Face ao exposto, deve ser dado provimento ao presente recurso e, consequentemente, revogada a sentença recorrida, só assim se fazendo JUSTIÇA» (Porque usamos o itálico nas transcrições, os excertos que estavam em itálico no original surgem aqui em tipo normal.
).
1.7 A Impugnante contra alegou, resumindo a sua posição em conclusões do seguinte teor: « I - O recurso interposto pela recorrente incide sobre sentença proferida, em 18.4.2011, pela 2.ª Unidade Orgânica, do Tribunal Administrativo e Fiscal de Loulé, a qual julgou procedente a falta de atempada e regular notificação da impugnante no prazo de caducidade do direito de liquidação.
II - A sentença sub judice foi emitida pelo douto Tribunal a quo na sequência e em cumprimento de anterior Acórdão do Tribunal Central Administrativo Sul (TCAS) proferido em 3.11.2010, no processo n.º 4270/10, o qual havia já transitado em julgado.

▸ **DADOS APRESENTADOS**:
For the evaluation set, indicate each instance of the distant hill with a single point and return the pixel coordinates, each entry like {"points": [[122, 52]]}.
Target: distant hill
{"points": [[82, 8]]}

▸ **OBJETIVO**: Atualize o trecho do texto apresentado entre "1.7 A Impugnante" e "transitado em julgado.", inclusive, substituindo "Loulé" por "Faro", e apresente-o com essa alteração. A listagem não tem qualquer papel no que aqui se pede.

▸ **RESPOSTA**:
1.7 A Impugnante contra alegou, resumindo a sua posição em conclusões do seguinte teor: « I - O recurso interposto pela recorrente incide sobre sentença proferida, em 18.4.2011, pela 2.ª Unidade Orgânica, do Tribunal Administrativo e Fiscal de Faro, a qual julgou procedente a falta de atempada e regular notificação da impugnante no prazo de caducidade do direito de liquidação.
II - A sentença sub judice foi emitida pelo douto Tribunal a quo na sequência e em cumprimento de anterior Acórdão do Tribunal Central Administrativo Sul (TCAS) proferido em 3.11.2010, no processo n.º 4270/10, o qual havia já transitado em julgado.